*Exercise directions*
Keep only the lines below that contain the word "nose", and copy each of them in full.

*The input*
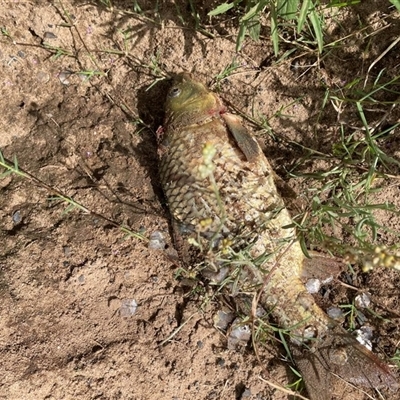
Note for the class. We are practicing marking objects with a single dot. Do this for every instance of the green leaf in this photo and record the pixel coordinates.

* * *

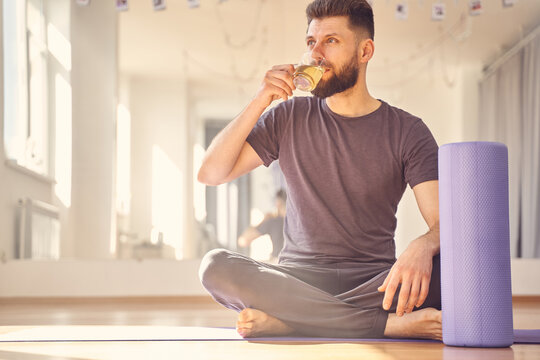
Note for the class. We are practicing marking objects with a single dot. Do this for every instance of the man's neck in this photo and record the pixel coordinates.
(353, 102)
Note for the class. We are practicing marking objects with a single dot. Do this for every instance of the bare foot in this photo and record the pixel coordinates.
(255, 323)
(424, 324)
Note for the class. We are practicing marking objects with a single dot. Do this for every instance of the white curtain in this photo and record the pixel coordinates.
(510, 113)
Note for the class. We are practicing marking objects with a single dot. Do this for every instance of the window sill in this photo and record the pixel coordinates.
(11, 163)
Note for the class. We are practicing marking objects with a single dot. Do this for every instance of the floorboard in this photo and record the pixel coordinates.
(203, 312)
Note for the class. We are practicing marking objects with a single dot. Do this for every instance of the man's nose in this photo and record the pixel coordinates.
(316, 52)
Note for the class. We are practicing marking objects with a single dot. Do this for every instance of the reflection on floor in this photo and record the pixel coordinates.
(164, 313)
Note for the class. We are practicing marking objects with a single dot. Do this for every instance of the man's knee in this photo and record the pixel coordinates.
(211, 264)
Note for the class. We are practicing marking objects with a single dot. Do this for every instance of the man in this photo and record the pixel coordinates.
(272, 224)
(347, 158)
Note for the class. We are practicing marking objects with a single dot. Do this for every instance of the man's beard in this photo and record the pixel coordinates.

--

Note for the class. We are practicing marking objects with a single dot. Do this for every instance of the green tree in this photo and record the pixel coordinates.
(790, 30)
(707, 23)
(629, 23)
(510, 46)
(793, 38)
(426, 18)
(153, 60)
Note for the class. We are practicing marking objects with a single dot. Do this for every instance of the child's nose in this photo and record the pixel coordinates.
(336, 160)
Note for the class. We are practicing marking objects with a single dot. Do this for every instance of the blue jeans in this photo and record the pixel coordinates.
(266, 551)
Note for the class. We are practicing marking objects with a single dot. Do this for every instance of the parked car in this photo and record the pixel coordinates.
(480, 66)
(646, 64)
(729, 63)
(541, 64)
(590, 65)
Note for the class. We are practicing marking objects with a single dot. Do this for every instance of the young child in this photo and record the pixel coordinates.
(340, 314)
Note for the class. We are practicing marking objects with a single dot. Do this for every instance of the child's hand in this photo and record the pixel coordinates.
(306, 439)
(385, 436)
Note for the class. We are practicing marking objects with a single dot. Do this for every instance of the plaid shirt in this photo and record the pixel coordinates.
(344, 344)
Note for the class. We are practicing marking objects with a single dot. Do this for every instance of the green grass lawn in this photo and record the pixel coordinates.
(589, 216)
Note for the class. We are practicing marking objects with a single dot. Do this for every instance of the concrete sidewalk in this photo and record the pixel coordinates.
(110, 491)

*Reply*
Note for the class. We are practicing marking objects with a single dot. Do this for every instance of the man's nose in this photo and record the pixel coordinates.
Note for the class. We are practicing marking objects with a single dot. Do this for every instance of the child's nose in this photo and record the pixel coordinates.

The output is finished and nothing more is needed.